If a line in the listing below has the string "sill", copy it out.
(DATA PROVIDED Opens)
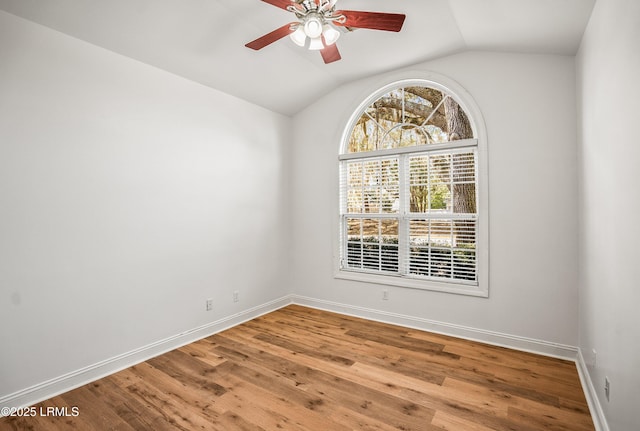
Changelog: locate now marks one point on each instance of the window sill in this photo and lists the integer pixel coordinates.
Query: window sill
(DATA PROVIDED Closes)
(DATA PROVIDED Opens)
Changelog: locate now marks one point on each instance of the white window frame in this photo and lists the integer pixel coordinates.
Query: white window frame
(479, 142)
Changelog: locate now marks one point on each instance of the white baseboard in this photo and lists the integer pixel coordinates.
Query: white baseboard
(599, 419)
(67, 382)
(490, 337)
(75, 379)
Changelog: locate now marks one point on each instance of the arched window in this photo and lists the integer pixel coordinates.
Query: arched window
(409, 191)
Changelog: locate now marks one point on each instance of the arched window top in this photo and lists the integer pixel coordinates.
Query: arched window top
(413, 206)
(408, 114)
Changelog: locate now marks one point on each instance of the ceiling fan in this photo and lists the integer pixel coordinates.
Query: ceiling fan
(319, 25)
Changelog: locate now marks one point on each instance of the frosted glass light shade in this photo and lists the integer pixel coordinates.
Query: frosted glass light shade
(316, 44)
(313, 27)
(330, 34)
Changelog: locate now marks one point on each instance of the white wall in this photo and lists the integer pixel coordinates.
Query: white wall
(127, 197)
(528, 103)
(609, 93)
(DATA PROVIDED Closes)
(DATA PROVIDED Opens)
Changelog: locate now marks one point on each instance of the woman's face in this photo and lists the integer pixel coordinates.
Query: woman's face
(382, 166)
(DATA PROVIDED Closes)
--- ANSWER TO THIS EXERCISE ---
Changelog: locate now marks one point on each instance of the window sill in this photo and lists the integer pixel coordinates.
Query: window sill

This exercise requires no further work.